◆ **REQUIREMENTS**
Starting at the line containing "Detection labeling — target object is the blurred" and ending at the last line of the records below, write out every line again, requests included, with each box coordinate in the answers scaled by 1.85 and rounded to a whole number (halves round up). Leave the numbers in the requests and in their sample boxes unchanged.

***

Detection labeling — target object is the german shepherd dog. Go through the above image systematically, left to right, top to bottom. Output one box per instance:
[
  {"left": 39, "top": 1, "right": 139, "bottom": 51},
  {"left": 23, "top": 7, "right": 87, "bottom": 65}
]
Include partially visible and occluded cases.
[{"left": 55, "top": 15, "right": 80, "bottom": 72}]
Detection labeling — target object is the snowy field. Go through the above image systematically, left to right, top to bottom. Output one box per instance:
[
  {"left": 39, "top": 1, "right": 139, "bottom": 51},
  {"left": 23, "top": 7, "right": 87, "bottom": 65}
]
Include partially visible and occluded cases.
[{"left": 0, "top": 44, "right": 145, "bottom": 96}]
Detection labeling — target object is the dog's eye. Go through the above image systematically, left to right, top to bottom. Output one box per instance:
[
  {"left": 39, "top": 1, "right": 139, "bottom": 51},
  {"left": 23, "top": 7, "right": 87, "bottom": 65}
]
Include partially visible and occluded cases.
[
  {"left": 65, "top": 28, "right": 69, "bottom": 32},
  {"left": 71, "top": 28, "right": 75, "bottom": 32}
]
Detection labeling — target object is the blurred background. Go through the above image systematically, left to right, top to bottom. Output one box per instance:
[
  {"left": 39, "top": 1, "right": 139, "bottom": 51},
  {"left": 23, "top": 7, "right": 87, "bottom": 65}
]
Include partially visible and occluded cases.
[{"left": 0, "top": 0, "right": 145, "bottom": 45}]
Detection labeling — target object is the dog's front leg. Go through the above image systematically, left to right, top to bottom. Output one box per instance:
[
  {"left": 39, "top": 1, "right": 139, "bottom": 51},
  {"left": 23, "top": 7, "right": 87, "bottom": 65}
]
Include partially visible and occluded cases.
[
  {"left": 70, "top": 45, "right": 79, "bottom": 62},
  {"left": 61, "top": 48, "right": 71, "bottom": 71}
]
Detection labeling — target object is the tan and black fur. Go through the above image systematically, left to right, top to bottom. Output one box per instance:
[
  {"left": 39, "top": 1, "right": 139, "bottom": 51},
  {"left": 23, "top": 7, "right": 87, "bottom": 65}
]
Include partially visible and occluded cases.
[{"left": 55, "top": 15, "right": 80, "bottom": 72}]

***

◆ **OUTPUT FOR THIS TASK**
Detection labeling — target object is the blurred background. Go through the above image systematically, left to right, top to bottom. Output one box per instance:
[
  {"left": 39, "top": 1, "right": 139, "bottom": 51},
  {"left": 23, "top": 7, "right": 87, "bottom": 65}
]
Include partially visible and occluded cases.
[{"left": 0, "top": 0, "right": 268, "bottom": 83}]
Detection labeling — target object is the dog's front leg. Go through the above image systematically, left to right, top to bottom. Output one box per instance:
[
  {"left": 39, "top": 1, "right": 139, "bottom": 51},
  {"left": 23, "top": 7, "right": 87, "bottom": 65}
]
Include partially visible and occluded cases.
[
  {"left": 130, "top": 83, "right": 146, "bottom": 115},
  {"left": 113, "top": 89, "right": 131, "bottom": 131}
]
Detection labeling — target object is the tan and black fur. Go through the above image systematically, left to right, top to bottom. Output one box per instance:
[
  {"left": 39, "top": 1, "right": 139, "bottom": 51},
  {"left": 23, "top": 7, "right": 87, "bottom": 65}
]
Include partially visible and occluded cases.
[{"left": 102, "top": 28, "right": 148, "bottom": 133}]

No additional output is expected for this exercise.